PROBLEM TO WORK ON - Below are the lines to check; count those holding the string "trim" and give only the number.

DATA IN THIS EXERCISE -
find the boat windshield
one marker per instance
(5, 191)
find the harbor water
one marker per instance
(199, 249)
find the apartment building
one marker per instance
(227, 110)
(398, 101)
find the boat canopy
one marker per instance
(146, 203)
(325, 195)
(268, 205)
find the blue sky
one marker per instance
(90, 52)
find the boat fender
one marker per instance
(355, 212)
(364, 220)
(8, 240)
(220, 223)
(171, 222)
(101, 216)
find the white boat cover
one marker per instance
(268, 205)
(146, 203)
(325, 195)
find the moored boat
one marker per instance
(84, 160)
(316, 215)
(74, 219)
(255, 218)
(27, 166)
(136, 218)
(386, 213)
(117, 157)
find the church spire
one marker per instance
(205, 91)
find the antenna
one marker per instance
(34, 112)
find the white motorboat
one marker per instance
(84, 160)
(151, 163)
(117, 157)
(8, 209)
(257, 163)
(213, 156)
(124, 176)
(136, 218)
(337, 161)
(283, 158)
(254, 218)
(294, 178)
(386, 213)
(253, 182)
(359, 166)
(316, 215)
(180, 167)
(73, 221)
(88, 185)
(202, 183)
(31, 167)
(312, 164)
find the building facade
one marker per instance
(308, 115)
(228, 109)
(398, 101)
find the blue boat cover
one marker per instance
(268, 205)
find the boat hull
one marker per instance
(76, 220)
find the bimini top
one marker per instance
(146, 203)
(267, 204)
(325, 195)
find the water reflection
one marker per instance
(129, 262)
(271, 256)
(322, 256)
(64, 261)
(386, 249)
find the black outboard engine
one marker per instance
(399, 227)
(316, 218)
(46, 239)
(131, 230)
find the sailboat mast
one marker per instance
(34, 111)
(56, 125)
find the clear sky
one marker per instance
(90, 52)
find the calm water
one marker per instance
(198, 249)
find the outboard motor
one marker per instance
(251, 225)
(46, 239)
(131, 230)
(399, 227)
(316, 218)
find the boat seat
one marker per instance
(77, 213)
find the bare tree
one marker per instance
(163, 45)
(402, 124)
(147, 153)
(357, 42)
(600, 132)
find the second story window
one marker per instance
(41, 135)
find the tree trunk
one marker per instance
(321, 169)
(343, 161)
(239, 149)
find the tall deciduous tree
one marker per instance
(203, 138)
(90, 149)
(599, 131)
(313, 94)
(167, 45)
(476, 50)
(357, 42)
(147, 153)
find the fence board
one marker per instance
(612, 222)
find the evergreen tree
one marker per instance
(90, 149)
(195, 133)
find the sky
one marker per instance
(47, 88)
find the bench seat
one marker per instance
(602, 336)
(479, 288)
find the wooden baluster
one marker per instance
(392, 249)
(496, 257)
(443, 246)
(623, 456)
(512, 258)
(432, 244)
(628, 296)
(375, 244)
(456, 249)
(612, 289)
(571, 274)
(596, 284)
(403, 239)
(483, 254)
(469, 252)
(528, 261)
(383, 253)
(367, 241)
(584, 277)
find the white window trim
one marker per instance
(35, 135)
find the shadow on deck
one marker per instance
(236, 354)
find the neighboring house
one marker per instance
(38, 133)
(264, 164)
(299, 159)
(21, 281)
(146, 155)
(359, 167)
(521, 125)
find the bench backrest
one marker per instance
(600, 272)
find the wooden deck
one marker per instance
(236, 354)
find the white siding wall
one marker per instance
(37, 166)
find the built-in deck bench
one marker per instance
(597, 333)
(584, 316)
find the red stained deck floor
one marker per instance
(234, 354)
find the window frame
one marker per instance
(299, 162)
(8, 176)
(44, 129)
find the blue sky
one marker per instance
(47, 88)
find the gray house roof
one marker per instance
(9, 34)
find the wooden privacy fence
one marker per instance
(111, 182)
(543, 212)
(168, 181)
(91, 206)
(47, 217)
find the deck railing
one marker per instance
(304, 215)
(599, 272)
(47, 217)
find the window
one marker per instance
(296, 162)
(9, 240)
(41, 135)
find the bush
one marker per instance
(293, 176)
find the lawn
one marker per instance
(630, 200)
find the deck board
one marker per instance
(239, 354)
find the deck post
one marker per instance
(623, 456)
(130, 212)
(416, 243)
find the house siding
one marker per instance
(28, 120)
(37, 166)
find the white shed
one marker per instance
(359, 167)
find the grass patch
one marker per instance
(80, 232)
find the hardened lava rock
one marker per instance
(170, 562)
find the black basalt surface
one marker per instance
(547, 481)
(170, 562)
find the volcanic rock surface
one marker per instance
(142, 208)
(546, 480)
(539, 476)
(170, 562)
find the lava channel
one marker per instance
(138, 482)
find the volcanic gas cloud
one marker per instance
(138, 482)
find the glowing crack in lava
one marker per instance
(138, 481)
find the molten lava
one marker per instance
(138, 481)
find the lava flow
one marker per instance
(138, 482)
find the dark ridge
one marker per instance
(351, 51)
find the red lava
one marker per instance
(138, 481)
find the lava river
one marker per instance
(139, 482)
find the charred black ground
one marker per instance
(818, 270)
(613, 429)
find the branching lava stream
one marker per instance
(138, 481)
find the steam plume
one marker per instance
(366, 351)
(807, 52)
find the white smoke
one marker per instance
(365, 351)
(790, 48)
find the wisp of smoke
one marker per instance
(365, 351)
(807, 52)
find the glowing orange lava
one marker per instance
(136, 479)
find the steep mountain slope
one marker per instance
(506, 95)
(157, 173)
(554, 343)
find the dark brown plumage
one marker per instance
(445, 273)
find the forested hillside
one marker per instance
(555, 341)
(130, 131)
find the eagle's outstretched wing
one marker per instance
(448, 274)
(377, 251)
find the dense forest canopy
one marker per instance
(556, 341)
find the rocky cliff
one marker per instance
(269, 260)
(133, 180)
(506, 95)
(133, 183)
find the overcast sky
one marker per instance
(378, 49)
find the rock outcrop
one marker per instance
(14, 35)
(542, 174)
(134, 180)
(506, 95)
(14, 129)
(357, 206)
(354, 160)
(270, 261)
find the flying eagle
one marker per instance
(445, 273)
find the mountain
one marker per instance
==
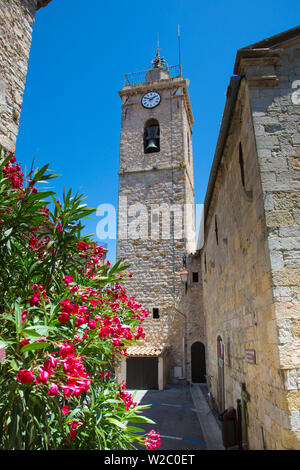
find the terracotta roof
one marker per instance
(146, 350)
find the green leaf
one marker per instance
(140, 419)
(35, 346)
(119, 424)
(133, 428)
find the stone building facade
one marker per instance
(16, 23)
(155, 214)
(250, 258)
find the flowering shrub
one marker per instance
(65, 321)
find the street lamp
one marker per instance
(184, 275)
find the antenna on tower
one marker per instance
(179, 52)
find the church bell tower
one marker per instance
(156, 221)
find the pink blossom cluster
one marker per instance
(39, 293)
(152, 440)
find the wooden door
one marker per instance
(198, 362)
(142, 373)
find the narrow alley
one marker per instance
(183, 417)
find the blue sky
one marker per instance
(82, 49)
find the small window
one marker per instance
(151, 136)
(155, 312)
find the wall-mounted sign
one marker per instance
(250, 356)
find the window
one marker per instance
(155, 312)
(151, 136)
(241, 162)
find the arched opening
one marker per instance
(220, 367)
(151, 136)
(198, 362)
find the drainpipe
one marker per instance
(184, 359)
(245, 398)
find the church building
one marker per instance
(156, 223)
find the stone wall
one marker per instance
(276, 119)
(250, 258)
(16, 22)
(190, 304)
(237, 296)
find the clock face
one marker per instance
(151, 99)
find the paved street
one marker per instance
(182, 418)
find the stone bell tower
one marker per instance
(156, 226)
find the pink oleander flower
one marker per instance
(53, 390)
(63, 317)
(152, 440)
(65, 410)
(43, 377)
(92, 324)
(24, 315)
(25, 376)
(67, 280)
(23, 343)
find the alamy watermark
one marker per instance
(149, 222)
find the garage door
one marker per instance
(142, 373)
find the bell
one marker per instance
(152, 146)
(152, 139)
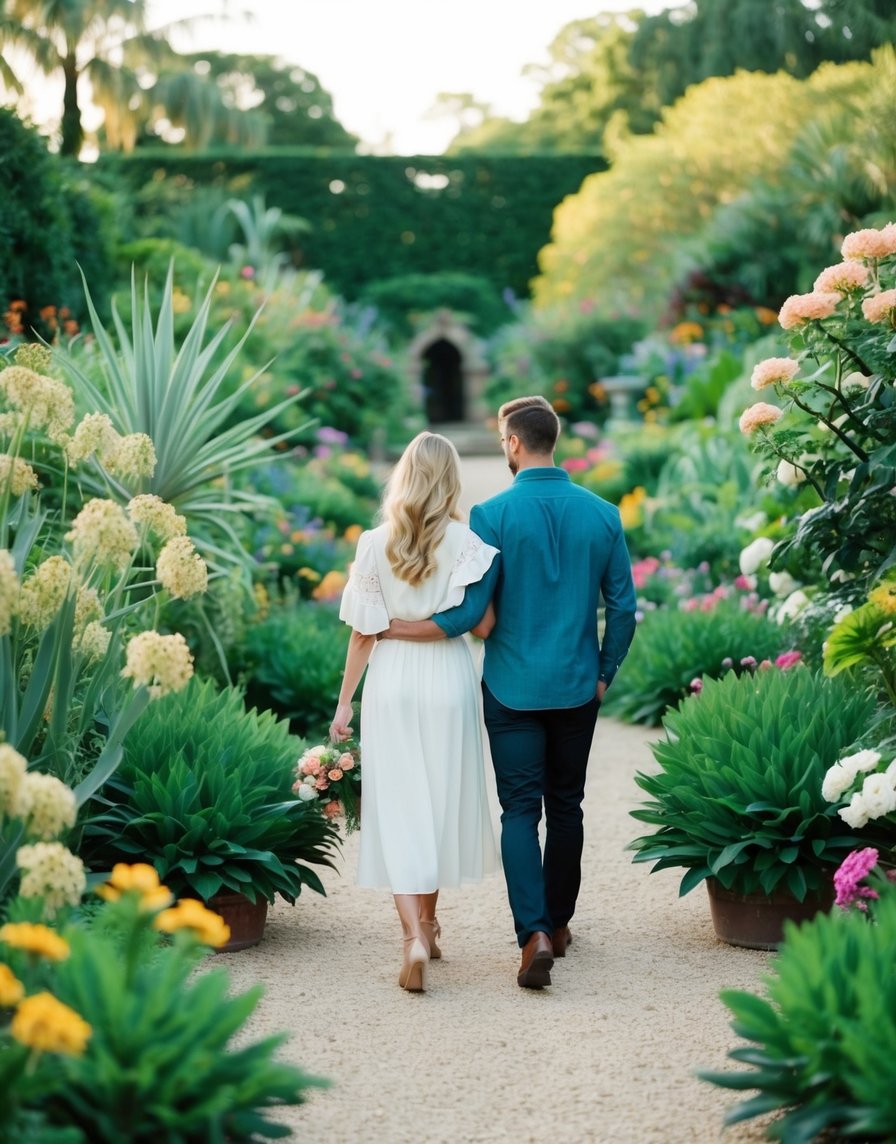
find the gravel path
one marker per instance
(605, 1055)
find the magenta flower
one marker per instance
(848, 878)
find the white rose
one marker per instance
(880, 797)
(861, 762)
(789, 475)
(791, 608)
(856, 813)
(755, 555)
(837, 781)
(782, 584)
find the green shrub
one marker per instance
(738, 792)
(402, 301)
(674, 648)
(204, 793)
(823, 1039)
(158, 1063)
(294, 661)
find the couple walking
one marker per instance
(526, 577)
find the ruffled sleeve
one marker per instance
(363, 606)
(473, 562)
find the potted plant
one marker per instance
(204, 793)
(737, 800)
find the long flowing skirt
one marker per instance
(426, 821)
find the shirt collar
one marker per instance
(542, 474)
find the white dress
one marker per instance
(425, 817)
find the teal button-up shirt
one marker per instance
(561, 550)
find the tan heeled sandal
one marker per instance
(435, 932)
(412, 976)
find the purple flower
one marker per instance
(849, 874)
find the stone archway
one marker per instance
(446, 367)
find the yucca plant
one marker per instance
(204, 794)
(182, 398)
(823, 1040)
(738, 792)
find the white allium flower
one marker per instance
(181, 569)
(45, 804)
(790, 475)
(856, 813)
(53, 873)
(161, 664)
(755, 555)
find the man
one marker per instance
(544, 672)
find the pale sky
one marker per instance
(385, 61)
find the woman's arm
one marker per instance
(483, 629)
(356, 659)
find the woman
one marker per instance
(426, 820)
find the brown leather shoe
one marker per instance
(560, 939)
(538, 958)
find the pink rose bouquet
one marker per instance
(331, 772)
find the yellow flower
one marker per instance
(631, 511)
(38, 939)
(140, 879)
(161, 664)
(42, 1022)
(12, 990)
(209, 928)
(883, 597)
...
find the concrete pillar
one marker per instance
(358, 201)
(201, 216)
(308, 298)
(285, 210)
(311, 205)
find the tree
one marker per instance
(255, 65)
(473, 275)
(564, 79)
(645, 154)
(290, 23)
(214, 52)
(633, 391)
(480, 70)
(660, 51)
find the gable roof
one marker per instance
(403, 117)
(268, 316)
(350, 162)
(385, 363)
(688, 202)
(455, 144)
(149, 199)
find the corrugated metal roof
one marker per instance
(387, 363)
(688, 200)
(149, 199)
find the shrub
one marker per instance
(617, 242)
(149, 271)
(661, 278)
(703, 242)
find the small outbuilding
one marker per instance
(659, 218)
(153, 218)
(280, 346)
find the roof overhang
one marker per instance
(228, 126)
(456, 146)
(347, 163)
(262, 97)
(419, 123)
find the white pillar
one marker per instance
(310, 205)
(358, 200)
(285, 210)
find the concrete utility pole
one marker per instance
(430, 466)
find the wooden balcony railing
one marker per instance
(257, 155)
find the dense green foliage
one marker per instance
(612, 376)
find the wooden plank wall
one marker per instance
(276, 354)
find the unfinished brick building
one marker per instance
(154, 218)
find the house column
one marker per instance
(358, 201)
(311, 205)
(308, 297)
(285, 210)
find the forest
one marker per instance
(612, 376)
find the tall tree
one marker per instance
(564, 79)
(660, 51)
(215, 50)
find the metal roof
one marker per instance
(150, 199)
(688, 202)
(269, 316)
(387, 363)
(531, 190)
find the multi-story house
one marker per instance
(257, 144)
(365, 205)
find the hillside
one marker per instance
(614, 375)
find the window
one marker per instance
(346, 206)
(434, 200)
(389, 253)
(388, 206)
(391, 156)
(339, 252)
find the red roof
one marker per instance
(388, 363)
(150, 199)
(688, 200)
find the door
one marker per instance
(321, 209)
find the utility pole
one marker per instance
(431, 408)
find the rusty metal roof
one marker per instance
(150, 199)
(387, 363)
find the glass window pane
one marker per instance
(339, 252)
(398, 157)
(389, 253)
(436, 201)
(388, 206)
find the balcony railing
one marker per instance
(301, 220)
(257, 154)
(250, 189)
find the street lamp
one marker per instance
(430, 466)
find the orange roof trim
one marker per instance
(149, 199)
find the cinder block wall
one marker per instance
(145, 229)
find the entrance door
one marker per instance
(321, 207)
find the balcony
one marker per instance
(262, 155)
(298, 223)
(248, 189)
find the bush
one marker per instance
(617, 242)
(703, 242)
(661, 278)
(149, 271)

ANSWER SPACE - 2